■ SELECTED EXTRACT:

Start

Aisles of Smiles
A Guide to Local Ethnic Markets And Their Piquant Delights
By Diane Weintraub Pohl
Photography by John Fortunato
Within our Costco-dominated culture, a polyglot tribe of small, exotic groceries thrives in storefronts and strip malls throughout the county. To enter is to experience a sensory assault of foreign sights and smells, a globe’s-worth of culinary traditions for sale in bins and jars. From Japanese yam flour to Iranian rosewater, here’s a tantalizing tour of the ethnic bazaar right around the corner.
The Greek Aisles
I always assumed that feta was endemic to
You’ll find them all on the shelves here, the largest selections of items being Greek, Israeli, and Bulgarian. One entire aisle is devoted to dried fruits and nuts, aligned in plastic bins like by-the-pound candy in a multiplex. There are apricots and dates, of course, but also carob pods, mulberries, and roasted Israeli watermelon seeds. “We roast the almonds ourselves,” declares manager Armen Benlian proudly. She offers me a handful to try, and they are smoky and intense. We walk and she narrates. Roasted Israeli sunflower seeds: “Israelis snack on them like popcorn. Baseball players eat them, too.” Roasted chickpeas (also called “chichis”): “Very popular with Greeks, Armenians, and Italians.” Greek honey: “Once you taste it, you’ll never want any other type.”

End

■ INFORMATION SUPPLIED:

Start

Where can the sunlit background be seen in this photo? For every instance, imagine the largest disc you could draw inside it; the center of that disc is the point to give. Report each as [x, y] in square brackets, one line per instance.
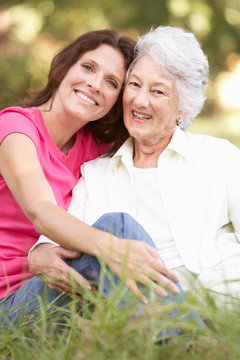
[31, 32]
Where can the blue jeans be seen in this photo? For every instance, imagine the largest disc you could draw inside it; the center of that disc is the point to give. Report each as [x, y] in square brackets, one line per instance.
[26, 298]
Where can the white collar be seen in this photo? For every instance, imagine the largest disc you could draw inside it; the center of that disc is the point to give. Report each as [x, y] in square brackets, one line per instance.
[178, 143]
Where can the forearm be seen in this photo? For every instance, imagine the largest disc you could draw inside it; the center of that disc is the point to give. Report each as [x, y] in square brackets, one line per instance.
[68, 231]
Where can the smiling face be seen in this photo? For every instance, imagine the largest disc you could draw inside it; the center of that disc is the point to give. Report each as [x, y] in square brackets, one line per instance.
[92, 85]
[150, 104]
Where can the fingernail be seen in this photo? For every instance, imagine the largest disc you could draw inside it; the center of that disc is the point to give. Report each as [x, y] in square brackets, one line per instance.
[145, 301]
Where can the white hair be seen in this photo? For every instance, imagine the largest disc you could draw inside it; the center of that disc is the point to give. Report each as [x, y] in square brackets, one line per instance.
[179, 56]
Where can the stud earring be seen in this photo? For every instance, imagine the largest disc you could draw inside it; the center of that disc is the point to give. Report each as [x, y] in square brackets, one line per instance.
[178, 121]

End

■ GIVEN TASK:
Could you echo the ethnic markets guide above, word for word, from "Aisles of Smiles" to "around the corner."?

■ RESULT OF THE TASK:
Aisles of Smiles
A Guide to Local Ethnic Markets And Their Piquant Delights
By Diane Weintraub Pohl
Photography by John Fortunato
Within our Costco-dominated culture, a polyglot tribe of small, exotic groceries thrives in storefronts and strip malls throughout the county. To enter is to experience a sensory assault of foreign sights and smells, a globe’s-worth of culinary traditions for sale in bins and jars. From Japanese yam flour to Iranian rosewater, here’s a tantalizing tour of the ethnic bazaar right around the corner.